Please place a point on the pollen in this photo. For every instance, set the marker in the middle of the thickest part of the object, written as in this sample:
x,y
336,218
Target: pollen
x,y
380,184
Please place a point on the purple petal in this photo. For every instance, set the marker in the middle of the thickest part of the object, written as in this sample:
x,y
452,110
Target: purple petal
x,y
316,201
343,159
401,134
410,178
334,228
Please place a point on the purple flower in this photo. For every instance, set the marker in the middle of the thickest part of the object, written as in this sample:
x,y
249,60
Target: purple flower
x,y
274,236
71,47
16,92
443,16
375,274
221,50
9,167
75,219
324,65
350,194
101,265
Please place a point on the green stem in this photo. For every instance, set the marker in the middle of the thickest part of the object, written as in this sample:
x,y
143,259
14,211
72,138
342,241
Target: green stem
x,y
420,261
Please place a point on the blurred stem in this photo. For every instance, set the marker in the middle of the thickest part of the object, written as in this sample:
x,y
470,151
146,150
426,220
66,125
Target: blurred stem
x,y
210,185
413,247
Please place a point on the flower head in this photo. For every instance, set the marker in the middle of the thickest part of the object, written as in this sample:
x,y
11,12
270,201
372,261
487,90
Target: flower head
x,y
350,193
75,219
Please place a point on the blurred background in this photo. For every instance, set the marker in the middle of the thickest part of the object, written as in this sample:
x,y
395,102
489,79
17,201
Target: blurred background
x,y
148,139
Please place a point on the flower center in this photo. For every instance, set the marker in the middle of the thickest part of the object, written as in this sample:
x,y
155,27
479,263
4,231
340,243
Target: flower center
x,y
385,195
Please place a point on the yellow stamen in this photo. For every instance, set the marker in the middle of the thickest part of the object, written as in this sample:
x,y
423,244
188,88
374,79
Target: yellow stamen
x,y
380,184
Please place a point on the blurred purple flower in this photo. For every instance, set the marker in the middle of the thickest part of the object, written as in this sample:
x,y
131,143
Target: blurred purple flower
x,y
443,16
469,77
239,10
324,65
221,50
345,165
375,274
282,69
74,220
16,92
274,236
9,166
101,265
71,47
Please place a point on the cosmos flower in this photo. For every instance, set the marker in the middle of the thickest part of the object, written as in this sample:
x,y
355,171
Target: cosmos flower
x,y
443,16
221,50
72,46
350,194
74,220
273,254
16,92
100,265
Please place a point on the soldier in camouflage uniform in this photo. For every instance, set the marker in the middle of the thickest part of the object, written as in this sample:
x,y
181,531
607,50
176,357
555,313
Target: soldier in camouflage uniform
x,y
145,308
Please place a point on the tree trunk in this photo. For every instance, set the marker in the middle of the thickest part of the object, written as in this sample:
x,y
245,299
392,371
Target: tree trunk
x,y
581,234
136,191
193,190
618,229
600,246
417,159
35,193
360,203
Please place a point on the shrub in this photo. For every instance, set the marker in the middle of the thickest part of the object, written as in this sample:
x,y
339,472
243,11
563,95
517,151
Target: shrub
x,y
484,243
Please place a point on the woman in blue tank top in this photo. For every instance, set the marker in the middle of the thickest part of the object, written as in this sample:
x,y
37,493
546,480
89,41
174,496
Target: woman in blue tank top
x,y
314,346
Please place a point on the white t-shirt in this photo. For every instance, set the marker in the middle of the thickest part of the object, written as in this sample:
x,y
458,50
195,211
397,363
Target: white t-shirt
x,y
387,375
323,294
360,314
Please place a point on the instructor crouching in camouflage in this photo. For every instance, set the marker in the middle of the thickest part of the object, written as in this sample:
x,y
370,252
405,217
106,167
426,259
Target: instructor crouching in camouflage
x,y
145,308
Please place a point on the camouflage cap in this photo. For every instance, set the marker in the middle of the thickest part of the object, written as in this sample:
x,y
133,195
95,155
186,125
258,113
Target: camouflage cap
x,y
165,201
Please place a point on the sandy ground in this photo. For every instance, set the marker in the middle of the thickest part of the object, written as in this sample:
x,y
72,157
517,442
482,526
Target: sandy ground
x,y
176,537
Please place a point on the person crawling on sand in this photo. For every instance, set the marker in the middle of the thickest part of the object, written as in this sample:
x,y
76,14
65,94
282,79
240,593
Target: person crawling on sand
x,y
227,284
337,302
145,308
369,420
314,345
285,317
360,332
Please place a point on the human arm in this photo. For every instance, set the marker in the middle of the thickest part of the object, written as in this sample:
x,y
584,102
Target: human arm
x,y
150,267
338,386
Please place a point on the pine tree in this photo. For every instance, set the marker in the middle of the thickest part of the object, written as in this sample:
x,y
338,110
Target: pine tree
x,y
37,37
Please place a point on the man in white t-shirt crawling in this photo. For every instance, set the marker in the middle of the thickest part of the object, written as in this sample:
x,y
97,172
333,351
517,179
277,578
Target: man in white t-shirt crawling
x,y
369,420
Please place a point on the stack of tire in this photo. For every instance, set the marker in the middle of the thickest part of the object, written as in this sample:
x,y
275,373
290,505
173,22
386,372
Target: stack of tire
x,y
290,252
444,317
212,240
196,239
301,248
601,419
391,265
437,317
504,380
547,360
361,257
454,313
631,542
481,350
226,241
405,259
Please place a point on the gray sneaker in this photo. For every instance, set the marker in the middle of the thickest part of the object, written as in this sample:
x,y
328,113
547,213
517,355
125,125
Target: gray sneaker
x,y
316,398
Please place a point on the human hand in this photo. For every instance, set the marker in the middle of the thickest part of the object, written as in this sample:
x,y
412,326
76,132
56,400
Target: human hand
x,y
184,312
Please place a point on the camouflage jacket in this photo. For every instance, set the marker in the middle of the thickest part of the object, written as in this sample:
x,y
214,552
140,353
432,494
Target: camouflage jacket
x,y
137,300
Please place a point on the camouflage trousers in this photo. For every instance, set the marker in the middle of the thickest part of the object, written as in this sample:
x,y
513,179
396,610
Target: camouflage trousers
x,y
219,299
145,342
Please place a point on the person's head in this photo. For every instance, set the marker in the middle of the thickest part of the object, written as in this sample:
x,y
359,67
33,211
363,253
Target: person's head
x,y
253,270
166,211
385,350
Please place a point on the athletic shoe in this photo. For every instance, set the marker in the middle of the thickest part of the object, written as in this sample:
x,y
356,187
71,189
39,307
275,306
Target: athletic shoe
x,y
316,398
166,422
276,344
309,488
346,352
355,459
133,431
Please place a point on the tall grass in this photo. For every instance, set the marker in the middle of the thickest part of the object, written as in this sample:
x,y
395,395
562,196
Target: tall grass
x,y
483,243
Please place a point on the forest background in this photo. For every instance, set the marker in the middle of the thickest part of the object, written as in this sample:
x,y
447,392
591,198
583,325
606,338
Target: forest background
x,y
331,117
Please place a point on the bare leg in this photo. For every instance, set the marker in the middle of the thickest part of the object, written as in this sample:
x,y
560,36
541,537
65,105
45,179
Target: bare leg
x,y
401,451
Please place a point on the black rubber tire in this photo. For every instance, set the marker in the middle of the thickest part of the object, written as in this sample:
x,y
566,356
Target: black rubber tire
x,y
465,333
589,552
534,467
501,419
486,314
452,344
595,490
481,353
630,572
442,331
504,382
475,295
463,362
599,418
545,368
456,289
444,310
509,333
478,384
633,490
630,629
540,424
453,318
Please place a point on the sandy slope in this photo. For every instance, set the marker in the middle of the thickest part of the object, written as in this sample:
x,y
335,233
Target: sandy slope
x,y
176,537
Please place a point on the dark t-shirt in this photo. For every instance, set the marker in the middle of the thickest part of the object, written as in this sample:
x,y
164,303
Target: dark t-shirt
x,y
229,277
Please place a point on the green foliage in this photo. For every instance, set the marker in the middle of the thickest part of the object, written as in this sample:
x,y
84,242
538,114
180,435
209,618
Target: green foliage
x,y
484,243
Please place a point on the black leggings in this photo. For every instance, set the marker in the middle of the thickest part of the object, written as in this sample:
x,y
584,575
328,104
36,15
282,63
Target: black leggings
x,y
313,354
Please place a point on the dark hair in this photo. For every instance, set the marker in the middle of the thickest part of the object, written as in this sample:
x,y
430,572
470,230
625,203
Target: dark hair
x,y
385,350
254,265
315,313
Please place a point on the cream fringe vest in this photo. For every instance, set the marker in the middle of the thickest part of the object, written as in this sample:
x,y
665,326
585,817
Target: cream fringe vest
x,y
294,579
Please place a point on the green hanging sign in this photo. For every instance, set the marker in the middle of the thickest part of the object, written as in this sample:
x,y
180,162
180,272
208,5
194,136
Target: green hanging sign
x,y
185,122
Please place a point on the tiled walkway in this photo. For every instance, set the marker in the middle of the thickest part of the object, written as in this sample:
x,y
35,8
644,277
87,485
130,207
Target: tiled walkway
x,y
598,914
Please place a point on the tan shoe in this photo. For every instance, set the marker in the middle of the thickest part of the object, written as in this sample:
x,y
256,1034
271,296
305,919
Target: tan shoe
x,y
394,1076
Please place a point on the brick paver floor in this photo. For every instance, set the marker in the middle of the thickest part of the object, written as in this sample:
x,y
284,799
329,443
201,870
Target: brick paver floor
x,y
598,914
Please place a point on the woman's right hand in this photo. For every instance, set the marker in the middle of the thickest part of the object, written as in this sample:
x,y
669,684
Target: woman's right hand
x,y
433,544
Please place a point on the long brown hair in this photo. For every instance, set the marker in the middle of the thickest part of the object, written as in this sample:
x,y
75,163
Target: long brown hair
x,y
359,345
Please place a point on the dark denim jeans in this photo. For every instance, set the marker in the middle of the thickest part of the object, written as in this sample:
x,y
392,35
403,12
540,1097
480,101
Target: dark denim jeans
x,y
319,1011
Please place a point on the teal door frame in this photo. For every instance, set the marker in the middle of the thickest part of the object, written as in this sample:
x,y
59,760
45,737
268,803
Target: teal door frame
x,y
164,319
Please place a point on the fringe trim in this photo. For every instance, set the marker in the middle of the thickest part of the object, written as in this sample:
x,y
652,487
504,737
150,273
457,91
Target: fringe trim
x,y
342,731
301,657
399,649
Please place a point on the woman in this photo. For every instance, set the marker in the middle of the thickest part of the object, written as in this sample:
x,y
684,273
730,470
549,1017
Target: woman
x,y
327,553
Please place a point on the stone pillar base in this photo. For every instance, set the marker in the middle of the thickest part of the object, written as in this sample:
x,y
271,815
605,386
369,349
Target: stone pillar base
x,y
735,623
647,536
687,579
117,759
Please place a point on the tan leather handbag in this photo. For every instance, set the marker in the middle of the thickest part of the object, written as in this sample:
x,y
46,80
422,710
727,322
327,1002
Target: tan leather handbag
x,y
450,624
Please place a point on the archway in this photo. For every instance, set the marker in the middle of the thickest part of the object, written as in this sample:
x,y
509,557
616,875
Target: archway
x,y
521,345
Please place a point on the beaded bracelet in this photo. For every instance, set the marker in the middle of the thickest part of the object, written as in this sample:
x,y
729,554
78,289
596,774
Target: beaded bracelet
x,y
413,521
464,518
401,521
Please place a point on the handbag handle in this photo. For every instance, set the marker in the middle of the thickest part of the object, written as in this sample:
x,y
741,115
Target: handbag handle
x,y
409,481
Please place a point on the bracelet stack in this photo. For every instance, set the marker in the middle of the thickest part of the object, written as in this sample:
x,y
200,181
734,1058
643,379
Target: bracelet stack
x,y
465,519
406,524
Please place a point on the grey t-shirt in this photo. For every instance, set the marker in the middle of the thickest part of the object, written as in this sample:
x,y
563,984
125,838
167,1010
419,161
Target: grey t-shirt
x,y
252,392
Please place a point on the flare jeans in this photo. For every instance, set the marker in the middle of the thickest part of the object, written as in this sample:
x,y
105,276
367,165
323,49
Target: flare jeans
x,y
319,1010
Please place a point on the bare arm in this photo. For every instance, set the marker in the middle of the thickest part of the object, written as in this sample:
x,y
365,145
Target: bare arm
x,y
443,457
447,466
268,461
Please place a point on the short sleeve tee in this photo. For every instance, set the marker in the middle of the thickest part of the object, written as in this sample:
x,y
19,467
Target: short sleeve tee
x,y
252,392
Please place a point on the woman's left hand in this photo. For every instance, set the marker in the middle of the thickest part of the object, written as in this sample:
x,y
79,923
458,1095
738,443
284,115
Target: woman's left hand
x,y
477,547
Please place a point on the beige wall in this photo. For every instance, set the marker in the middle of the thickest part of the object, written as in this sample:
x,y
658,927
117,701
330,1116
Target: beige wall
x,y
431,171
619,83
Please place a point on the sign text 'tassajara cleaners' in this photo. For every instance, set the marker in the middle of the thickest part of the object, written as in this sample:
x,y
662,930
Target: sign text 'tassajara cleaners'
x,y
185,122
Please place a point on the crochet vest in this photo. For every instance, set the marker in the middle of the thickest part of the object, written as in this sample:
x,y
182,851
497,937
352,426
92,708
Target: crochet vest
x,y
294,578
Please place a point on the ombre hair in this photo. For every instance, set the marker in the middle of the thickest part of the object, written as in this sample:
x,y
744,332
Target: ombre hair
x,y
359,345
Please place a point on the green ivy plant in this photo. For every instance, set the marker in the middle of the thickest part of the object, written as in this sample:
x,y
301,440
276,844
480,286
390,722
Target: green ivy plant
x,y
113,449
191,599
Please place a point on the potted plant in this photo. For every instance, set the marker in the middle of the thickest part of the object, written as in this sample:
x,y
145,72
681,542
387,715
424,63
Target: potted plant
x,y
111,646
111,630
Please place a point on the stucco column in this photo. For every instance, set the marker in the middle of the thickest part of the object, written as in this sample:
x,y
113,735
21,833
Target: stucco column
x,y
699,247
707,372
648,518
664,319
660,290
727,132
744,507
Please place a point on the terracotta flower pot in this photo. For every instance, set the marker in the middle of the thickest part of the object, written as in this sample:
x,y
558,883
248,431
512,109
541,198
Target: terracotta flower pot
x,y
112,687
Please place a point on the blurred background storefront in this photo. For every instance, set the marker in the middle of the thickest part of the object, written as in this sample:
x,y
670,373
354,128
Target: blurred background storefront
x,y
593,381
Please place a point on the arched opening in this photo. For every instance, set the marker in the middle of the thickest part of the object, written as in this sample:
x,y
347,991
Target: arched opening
────────────────────
## TASK INSTRUCTIONS
Extract, exactly as they appear, the lines from the one containing "Please place a point on the potted" through the final line.

## ANSWER
Please place a point on the potted plant in this photo. For every instance, set the marker in the middle of the thickest part of the object, written as in this sample:
x,y
145,72
681,542
387,715
424,63
Target: potted plant
x,y
111,646
111,630
Please place a point on the stucco column in this photo. For every instance, set the marker in the middle of the thickest part of the object, written as in this sample:
x,y
113,735
21,833
Target: stucco column
x,y
699,247
707,372
648,518
664,319
660,290
727,132
744,507
Please place a point on the terracotta flower pot in this photo. For every instance, set the marker in the middle of the thickest part of the object, written as in this sample:
x,y
558,883
248,431
512,109
541,198
Target: terracotta flower pot
x,y
112,687
Please place a point on the blurred background storefront in this photo. For every instance, set the marker in the middle of the thickest part of the object, written as in this sample:
x,y
670,373
354,128
Target: blurred background storefront
x,y
593,381
Please place a point on the arched opening in this photo. For every instance, set the marker in the middle of the thickest part of the object, written as in this sample:
x,y
347,991
Target: arched opening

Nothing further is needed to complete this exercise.